- [TEXTO DE ORIGEN]
• • • • • • •
Ataúlfo aborda los problemas de una imagen muy concreta, la de los modelos publicitarios; en una primera apariencia, estas personas por propia decisión dan imagen a la publicidad. Que ello implique una retribución patrimonial o de otro tipo, incluso que constituya una profesión, es a mis efectos secundario. Es muy cierto que en estos supuestos se trataría del derecho exclusivo a que sólo se utilizara la imagen por la parte que concierta el contrato correspondiente. Pero aún esto tiene sus límites, porque el titular de la imagen tiene un derecho fundamental a que, ni siquiera en estos casos, su imagen sea utilizada con fines extraños al contrato. Y desde luego, a que jamás sea manipulada.
Ya se comprende que, a pesar de que en el subtítulo del libro Ataúlfo López-Mingo advierte que los pleitos por él dirigidos por veintiún años, podrían haber sido evitados, no habiéndolo sido, han producido una casuística complicada a través de las resoluciones de los Tribunales. Ahora bien, la casuística tendría poco interés si no se desprendiera de ellas una doctrina clara y rica que permitiera su expansión. De tal modo que podría abrirse un panorama de otros veintiún años, en los que los litigios serían efectivamente evitados.
• • • • • • •
- [DATOS EXTRAÍDOS]
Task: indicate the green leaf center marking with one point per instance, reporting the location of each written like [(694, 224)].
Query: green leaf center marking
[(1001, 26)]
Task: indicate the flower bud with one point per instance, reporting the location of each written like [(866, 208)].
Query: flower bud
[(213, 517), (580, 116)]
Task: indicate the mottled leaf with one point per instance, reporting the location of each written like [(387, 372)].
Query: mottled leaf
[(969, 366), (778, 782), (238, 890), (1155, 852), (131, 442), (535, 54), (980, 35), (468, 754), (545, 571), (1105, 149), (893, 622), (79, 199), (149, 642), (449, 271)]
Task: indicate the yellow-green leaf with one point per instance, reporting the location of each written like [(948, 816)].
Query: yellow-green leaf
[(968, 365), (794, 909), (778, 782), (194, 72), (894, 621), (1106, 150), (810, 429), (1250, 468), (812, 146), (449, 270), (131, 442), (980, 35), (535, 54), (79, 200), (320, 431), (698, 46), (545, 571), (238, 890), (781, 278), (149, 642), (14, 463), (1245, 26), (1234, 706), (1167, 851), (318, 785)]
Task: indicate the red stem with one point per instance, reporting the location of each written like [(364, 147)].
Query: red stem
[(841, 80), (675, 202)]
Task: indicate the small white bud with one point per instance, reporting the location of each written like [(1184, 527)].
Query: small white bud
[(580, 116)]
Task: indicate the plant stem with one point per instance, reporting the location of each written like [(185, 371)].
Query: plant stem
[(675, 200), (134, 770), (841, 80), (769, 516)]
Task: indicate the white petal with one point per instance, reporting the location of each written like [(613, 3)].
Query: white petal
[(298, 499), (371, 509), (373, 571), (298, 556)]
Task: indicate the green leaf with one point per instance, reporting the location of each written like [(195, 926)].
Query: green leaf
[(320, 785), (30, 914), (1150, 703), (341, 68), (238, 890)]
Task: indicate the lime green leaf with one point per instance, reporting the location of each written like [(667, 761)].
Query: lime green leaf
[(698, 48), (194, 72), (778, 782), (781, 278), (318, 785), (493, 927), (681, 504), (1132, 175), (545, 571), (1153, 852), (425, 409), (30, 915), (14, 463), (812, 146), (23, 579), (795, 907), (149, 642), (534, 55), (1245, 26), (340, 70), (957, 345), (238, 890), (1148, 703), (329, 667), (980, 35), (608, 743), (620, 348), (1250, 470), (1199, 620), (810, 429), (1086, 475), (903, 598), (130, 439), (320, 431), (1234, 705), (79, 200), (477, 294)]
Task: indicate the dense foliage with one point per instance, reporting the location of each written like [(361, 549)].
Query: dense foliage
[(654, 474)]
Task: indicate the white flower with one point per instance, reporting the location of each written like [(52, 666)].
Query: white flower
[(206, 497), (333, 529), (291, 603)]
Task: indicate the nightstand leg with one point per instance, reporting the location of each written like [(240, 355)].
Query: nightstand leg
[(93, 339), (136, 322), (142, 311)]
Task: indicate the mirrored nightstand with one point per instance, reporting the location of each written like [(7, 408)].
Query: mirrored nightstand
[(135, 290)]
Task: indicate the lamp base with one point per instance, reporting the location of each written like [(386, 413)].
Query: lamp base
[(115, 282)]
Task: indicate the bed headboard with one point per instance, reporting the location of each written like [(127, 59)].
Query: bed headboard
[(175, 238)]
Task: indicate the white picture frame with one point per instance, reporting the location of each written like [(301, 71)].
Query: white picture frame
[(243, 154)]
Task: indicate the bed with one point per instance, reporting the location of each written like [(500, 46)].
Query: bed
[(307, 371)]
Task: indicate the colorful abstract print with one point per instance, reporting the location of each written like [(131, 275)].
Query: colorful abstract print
• • • • • • •
Del texto sobre el derecho a la propia imagen, reproduce sin cambiar ni una palabra todo lo que va desde "Ya se comprende" hasta "serían efectivamente evitados.".

Ya se comprende que, a pesar de que en el subtítulo del libro Ataúlfo López-Mingo advierte que los pleitos por él dirigidos por veintiún años, podrían haber sido evitados, no habiéndolo sido, han producido una casuística complicada a través de las resoluciones de los Tribunales. Ahora bien, la casuística tendría poco interés si no se desprendiera de ellas una doctrina clara y rica que permitiera su expansión. De tal modo que podría abrirse un panorama de otros veintiún años, en los que los litigios serían efectivamente evitados.